Point annotations for photos

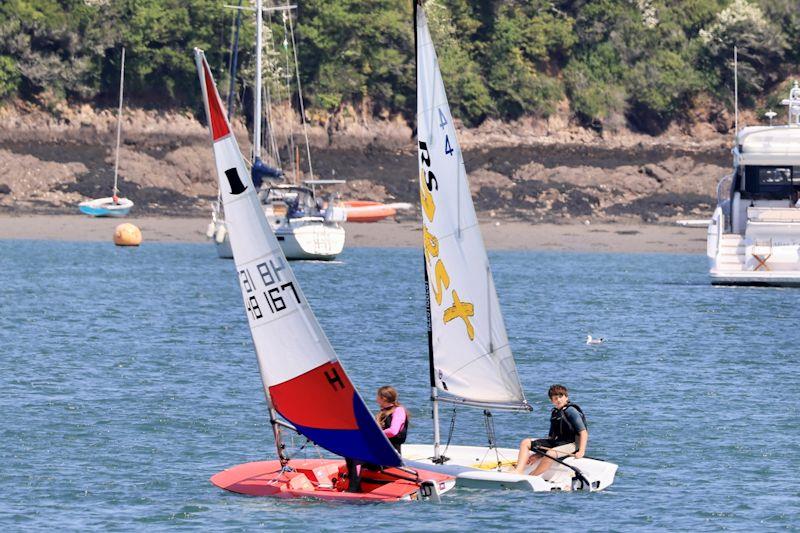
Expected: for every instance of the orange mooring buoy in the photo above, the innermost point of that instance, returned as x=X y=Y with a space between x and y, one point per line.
x=127 y=235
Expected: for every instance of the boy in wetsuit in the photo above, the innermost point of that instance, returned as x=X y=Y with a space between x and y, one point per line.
x=568 y=434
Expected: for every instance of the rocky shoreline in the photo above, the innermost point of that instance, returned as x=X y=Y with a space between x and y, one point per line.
x=533 y=172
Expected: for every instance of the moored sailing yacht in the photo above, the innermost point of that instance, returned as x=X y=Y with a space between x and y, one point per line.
x=471 y=364
x=754 y=234
x=308 y=231
x=304 y=382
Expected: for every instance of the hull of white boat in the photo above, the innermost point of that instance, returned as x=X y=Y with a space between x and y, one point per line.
x=318 y=241
x=493 y=468
x=765 y=250
x=311 y=241
x=106 y=207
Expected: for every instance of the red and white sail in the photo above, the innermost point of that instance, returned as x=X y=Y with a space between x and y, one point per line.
x=304 y=380
x=471 y=357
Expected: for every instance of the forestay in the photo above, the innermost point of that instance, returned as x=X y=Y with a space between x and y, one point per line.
x=471 y=358
x=303 y=378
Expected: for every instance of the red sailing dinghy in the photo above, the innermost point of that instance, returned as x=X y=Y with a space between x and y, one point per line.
x=303 y=380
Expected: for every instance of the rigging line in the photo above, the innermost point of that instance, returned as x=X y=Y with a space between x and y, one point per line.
x=578 y=473
x=271 y=54
x=450 y=431
x=300 y=95
x=287 y=78
x=489 y=421
x=119 y=120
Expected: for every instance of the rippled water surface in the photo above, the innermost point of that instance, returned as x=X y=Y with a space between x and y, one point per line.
x=128 y=378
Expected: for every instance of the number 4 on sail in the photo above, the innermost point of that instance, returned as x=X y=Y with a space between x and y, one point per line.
x=470 y=358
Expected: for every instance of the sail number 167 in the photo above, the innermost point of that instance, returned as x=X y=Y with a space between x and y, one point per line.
x=273 y=291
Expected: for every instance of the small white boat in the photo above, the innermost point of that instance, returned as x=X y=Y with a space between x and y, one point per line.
x=494 y=468
x=112 y=206
x=106 y=207
x=471 y=363
x=304 y=229
x=754 y=235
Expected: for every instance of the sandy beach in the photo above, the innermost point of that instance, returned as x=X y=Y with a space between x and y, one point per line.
x=498 y=235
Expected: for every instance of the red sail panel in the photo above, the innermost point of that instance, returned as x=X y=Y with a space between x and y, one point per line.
x=219 y=124
x=321 y=398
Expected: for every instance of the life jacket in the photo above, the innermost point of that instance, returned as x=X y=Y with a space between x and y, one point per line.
x=400 y=438
x=561 y=429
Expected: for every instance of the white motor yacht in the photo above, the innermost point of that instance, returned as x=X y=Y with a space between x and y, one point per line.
x=754 y=234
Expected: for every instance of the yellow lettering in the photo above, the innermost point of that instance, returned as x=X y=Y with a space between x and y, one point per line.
x=442 y=279
x=426 y=198
x=430 y=244
x=462 y=310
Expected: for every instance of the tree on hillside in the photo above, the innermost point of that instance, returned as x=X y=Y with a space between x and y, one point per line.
x=761 y=48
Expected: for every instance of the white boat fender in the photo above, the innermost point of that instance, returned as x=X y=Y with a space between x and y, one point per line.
x=429 y=490
x=222 y=231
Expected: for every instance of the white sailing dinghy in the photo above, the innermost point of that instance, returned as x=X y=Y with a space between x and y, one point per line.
x=470 y=358
x=111 y=206
x=303 y=380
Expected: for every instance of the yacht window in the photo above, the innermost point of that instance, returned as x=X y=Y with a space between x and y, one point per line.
x=770 y=181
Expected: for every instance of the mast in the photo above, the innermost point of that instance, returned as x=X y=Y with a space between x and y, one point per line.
x=735 y=92
x=119 y=124
x=431 y=367
x=257 y=99
x=234 y=60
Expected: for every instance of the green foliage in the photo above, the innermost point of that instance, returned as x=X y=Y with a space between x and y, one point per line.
x=527 y=39
x=659 y=87
x=761 y=48
x=356 y=51
x=466 y=87
x=634 y=62
x=9 y=77
x=594 y=86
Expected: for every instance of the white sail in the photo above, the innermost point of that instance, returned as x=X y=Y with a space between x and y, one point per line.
x=304 y=380
x=471 y=358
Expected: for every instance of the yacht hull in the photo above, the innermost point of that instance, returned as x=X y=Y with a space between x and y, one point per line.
x=493 y=468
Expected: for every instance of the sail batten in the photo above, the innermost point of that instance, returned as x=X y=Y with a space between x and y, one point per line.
x=302 y=377
x=471 y=358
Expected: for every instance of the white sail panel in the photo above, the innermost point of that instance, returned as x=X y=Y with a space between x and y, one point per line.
x=471 y=356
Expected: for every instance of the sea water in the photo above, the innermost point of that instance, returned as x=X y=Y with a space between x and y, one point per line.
x=128 y=378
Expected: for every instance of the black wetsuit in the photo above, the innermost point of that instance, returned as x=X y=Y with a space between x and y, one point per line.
x=565 y=424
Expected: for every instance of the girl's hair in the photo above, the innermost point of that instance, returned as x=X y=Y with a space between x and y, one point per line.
x=388 y=393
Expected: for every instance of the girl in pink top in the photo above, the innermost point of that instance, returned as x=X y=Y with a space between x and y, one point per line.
x=393 y=417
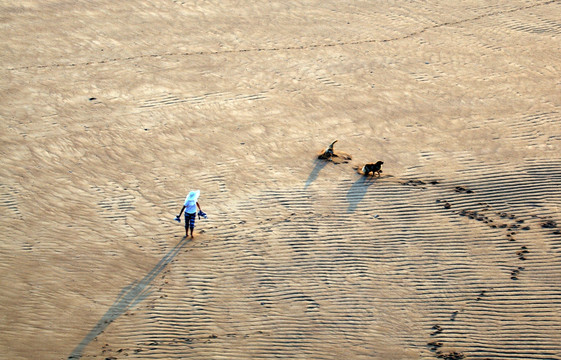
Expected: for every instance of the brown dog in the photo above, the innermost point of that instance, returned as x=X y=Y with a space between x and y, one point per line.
x=375 y=169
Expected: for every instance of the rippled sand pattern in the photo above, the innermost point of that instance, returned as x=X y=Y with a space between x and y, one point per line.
x=112 y=112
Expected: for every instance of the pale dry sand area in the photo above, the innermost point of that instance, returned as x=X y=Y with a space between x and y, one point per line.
x=112 y=111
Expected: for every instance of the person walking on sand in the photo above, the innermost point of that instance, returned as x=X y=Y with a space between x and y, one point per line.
x=190 y=207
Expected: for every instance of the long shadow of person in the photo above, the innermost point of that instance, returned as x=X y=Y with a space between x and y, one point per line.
x=357 y=191
x=129 y=297
x=319 y=164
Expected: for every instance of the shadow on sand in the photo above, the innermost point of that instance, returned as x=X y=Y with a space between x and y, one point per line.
x=357 y=191
x=129 y=297
x=319 y=164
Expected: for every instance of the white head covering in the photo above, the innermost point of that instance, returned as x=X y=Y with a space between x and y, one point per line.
x=193 y=195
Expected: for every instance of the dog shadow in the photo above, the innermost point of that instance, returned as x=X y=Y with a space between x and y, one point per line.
x=319 y=165
x=129 y=297
x=358 y=190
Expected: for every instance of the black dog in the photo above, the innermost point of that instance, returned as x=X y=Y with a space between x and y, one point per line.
x=375 y=169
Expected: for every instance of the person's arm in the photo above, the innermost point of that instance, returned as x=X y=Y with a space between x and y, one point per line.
x=183 y=208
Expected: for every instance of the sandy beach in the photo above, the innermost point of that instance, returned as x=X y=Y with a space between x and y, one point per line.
x=111 y=112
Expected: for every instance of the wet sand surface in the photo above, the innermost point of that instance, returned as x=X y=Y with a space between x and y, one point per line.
x=111 y=113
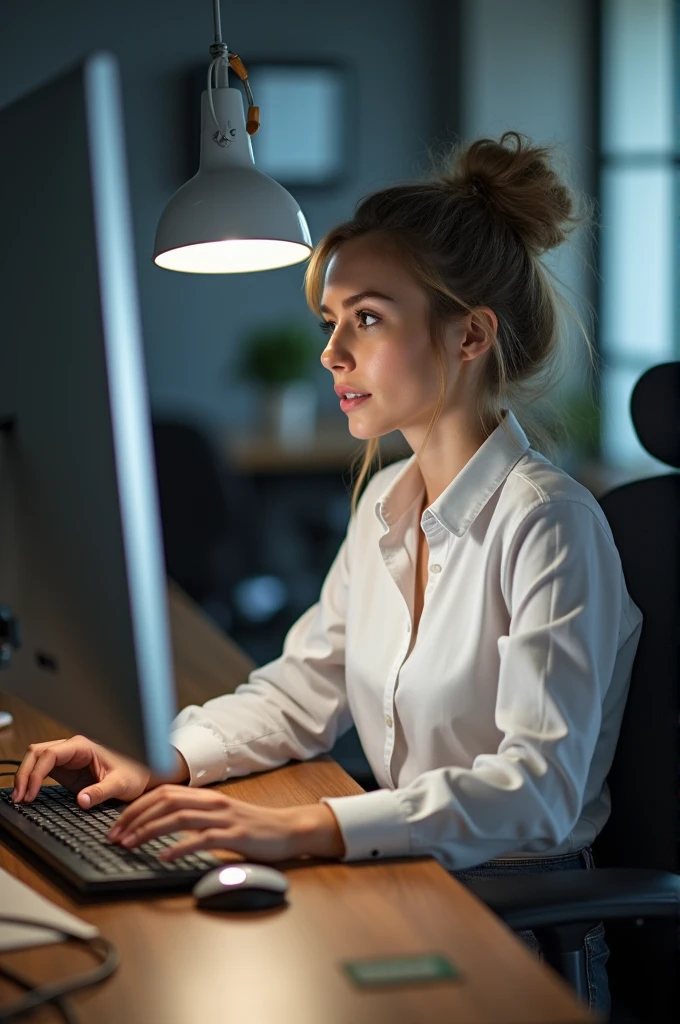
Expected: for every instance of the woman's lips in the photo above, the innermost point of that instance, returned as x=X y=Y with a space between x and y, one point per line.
x=347 y=403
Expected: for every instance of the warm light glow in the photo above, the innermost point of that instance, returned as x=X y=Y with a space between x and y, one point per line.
x=232 y=876
x=234 y=256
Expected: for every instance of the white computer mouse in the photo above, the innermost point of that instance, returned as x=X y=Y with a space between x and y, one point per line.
x=241 y=887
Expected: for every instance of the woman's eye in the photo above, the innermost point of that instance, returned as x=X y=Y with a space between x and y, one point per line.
x=327 y=326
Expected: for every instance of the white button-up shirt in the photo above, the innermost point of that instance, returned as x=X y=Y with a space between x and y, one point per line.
x=494 y=734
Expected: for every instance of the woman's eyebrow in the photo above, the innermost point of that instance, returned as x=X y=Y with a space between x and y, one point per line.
x=346 y=303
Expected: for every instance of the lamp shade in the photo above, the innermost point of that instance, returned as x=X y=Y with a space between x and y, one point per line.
x=229 y=217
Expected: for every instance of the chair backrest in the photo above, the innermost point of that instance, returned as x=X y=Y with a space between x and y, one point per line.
x=207 y=529
x=644 y=516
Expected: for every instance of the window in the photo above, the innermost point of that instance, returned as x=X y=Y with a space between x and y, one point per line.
x=638 y=208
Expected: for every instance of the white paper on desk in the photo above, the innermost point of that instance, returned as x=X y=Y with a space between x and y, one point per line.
x=19 y=900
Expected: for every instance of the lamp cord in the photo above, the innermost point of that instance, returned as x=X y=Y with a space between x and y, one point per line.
x=218 y=23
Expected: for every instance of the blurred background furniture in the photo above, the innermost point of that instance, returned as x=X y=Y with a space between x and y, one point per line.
x=635 y=888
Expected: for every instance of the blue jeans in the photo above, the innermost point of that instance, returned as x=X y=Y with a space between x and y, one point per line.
x=597 y=952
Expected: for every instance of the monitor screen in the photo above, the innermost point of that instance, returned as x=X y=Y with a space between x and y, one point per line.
x=82 y=576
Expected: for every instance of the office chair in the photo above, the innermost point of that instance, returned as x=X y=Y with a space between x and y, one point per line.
x=637 y=852
x=209 y=535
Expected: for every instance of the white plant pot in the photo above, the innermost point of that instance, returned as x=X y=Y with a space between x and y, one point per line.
x=290 y=413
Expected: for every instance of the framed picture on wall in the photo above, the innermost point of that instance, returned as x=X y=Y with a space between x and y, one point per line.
x=305 y=116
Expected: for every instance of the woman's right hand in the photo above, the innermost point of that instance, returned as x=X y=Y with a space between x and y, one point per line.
x=91 y=771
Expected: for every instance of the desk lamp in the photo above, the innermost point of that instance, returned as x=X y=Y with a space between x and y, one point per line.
x=229 y=217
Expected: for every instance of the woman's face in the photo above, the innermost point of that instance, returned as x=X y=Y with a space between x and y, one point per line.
x=380 y=346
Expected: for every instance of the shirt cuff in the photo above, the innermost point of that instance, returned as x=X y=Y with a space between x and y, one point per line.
x=373 y=824
x=203 y=752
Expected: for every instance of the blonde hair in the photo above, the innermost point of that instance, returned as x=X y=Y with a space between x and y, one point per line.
x=472 y=235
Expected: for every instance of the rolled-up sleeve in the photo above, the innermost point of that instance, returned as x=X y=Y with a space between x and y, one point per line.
x=561 y=583
x=293 y=708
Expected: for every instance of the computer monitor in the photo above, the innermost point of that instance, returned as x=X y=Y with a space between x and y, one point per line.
x=82 y=571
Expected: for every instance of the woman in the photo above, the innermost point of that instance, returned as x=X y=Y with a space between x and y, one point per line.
x=475 y=624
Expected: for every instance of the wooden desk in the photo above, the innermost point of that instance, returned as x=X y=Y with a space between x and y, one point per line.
x=182 y=966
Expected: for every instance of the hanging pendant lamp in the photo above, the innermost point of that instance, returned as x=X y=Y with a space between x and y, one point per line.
x=229 y=217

#### [TASK PROMPT]
Write out the records word for word, covering the stretch from the line containing "Expected: for every instance of the woman's right" through the final line of the records, both ends included.

#### [RESPONSE TO THIS TASK]
Expected: for every instance of the woman's right hand in the photo above, the innermost point of that instance, returned as x=X y=Y with a space between x and y, one point per line.
x=91 y=771
Expected: for every instance of the desk lamp in the photo above, the innermost point of that instance, returned as x=X y=Y with a space between x and y, one point per line.
x=229 y=217
Expected: for every instance of the woman's face in the photo above, the innermost point of that instance, returned as x=X y=Y with a space between x and y, one point per line.
x=380 y=346
Expected: for every instance of the shirt cuff in the photo above, the innermost point of that instance, returned as x=X y=Y with a space between x and y, one point per line.
x=373 y=824
x=203 y=752
Expected: for every instance of the blonde hair in the photo above, the innermost point of that instance, returned as x=X y=Y with a space between x and y, one point per line.
x=472 y=235
Expected: for every instance of the rolled-up sleeve in the photo above, the innermost point of that instance, returned as x=X y=Y with a space between x and y, one point per line.
x=561 y=583
x=293 y=708
Expected: for every instance of the computer monitor in the photo above, the innermost point of that instance, returned as x=X y=Y with a space between x and y, one point per line.
x=82 y=571
Expected: for every instance of the woman in the photo above, the innermost point of that instance, returned as x=X y=Y with a space between x and y, one point per line.
x=475 y=624
Expected: for every instance of the wooden desk in the photo above, the innermost point of that instance, returned as x=X y=Y with a space between x and y, one point per line.
x=182 y=966
Expected: for every instance of the hanging pendant lamp in the photo above, the innermost point of that instance, returned as x=X y=Y with a space between x and y, one point per line.
x=229 y=217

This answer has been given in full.